Text segment:
○ ○ ○ ○
So, for someone else to re-use this code from the perspective of a different project, they would have to take whatever graph information they had, and turn it into this specific type. And their data might not map very well into String values for the nodes, and they might also have a different cost type in mind than the simple Int value, with Double being the most obvious example.

So we could parameterize the graph type and allow more customization of the underlying values.

data Graph node cost = Graph
  { graphEdges :: HashMap node [(node, cost)] }

The function signature would have to change to reflect this, and we would have to impose some additional constraints on these types:

findShortestDistance :: (Hashable node, Eq node, Num cost, Ord cost) =>
  Graph node cost  -> node -> node -> Distance cost

Graph Enumeration

But this would still leave us with an important problem. Sometimes you don’t want to have to enumerate the whole graph. As is, the expression you submit as the "graph" to the function must have every edge enumerated, or it won’t give you the right answer. But many times, you won’t want to list every edge because they are so numerous. Rather, you want to be able to list every edge simply from a particular node. For example:

edgesForNode :: Graph node cost -> node -> [(node, cost)]

How can we capture this behavior more generally in Haskell?

Using a Typeclass

Well one of the tools we typically turn to for this task is a typeclass. We might want to define something like this:

class DijkstraGraph graph where
  dijkstraEdges :: graph node cost -> node -> [(node, cost)]

However, it quickly gets a bit strange to try to do this with a simple typeclass because of the node and cost parameters. It’s difficult to resolve the constraints we end up needing because these parameters aren’t really part of our class.

Using a Multi-Param Typeclass

We could instead try having a multi-param typeclass like this:

{-# LANGUAGE MultiParamTypeClasses #-}

class DijkstraGraph graph node cost where
  dijkstraEdges :: graph -> node -> [(node, cost)]

This actually works more smoothly than the previous try. We can construct an instance (if we allow flexible instances).

{-# LANGUAGE FlexibleInstances #-}

import qualified Data.HashMap as HM
import Data.Maybe (fromMaybe)

instance DijkstraGraph (Graph String Int) String Int where
  dijkstraEdges g n = fromMaybe [] (HM.lookup n (edges g))

And we can actually use this class in our function now! It mainly requires changing around a few of our type signatures. We can start with our DijkstraState type, which must now be parameterized by the node and cost:

data DijkstraState node cost = DijkstraState
  { visitedSet :: HashSet node
  , distanceMap :: HashMap node (Distance cost)
○ ○ ○ ○
[Entries for pointing and labeling]
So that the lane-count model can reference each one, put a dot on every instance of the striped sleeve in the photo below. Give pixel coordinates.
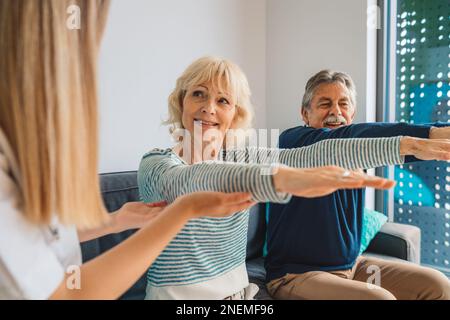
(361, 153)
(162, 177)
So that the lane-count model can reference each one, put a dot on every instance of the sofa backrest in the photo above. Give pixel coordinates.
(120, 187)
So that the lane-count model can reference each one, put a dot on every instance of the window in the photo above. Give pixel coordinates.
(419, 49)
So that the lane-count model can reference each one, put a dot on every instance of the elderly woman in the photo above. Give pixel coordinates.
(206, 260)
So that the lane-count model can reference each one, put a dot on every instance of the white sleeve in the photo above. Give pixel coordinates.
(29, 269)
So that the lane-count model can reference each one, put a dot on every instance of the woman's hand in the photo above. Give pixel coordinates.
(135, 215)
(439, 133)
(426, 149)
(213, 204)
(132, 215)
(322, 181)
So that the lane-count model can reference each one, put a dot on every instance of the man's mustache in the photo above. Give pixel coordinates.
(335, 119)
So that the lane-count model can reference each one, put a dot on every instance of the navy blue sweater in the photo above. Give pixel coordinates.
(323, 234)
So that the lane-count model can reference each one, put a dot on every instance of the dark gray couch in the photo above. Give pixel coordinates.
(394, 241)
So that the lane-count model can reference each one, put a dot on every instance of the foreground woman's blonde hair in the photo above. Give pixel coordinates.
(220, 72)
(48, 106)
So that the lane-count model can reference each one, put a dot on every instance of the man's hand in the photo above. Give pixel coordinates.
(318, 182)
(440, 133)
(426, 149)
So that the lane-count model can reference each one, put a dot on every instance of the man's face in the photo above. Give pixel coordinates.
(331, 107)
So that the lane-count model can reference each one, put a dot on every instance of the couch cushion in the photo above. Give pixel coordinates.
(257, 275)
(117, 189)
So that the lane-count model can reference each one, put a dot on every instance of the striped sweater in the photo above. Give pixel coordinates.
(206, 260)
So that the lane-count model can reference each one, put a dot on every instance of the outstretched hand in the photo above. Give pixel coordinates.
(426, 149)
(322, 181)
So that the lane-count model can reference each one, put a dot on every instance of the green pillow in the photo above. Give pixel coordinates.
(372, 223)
○ ○ ○ ○
Things to do:
- 1) Return the part of the Haskell passage from "Using a Typeclass" to "of our class.".
- 2) In the Haskell passage, which cost type is named as the most obvious alternative to a simple Int value?
- 3) Continue the Haskell passage from the point where it stops.
The records have no connection to the Haskell passage.

Set of answers:
- 1)
Using a Typeclass

Well one of the tools we typically turn to for this task is a typeclass. We might want to define something like this:

class DijkstraGraph graph where
  dijkstraEdges :: graph node cost -> node -> [(node, cost)]

However, it quickly gets a bit strange to try to do this with a simple typeclass because of the node and cost parameters. It’s difficult to resolve the constraints we end up needing because these parameters aren’t really part of our class.

- 2) Double

- 3)
  , nodeQueue :: MinPrioHeap (Distance cost) node
  }

And, of course, we would also like to generalize the type signature of our findShortestDistance function. In its simplest form, we would like use this:

findShortestDistance :: graph -> node -> node -> Distance cost

However, a couple extra items are necessary to make this work. First, as above, our function is the correct place to assign constraints to the node and cost types. The node type must fit into our hashing structures, so it should fulfill Eq and Hashable. The cost type must be Ord and Num in order for us to perform our addition operations and use it for the heap. And last of course, we have to add the constraint regarding the DijkstraGraph itself:

findShortestDistance ::
  (Hashable node, Eq node, Num cost, Ord cost, DijkstraGraph graph) =>
  graph -> node -> node -> Distance cost

Now, if we want to use the graph, node, and cost types within the “inner” type signatures of our function, we need one more thing. We need a forall specifier on the function so that the compiler knows we are referring to the same types.

{-# LANGUAGE ScopedTypeVariables #-}

findShortestDistance :: forall graph node cost.
  (Hashable node, Eq node, Num cost, Ord cost, DijkstraGraph graph) =>
  graph -> node -> node -> Distance cost

We can now make one change to our function so that it works with our class.

processQueue :: DijkstraState node cost -> HashMap node (Distance cost)
processQueue = ...
  -- Previously
  -- allNeighbors = fromMaybe [] (HM.lookup node (edges graph))
  -- Updated
  allNeighbors = dijkstraEdges graph node

And now we’re done! We can again, verify the behavior. However, we do run into some difficulties in that we need some extra type specifiers to help the compiler figure everything out.

graph1 :: Graph String Int
graph1 = Graph $ HM.fromList
  [ ("A", [("D", 100), ("B", 1), ("C", 20)])
  , ("B", [("D", 50)])
  , ("C", [("D", 20)])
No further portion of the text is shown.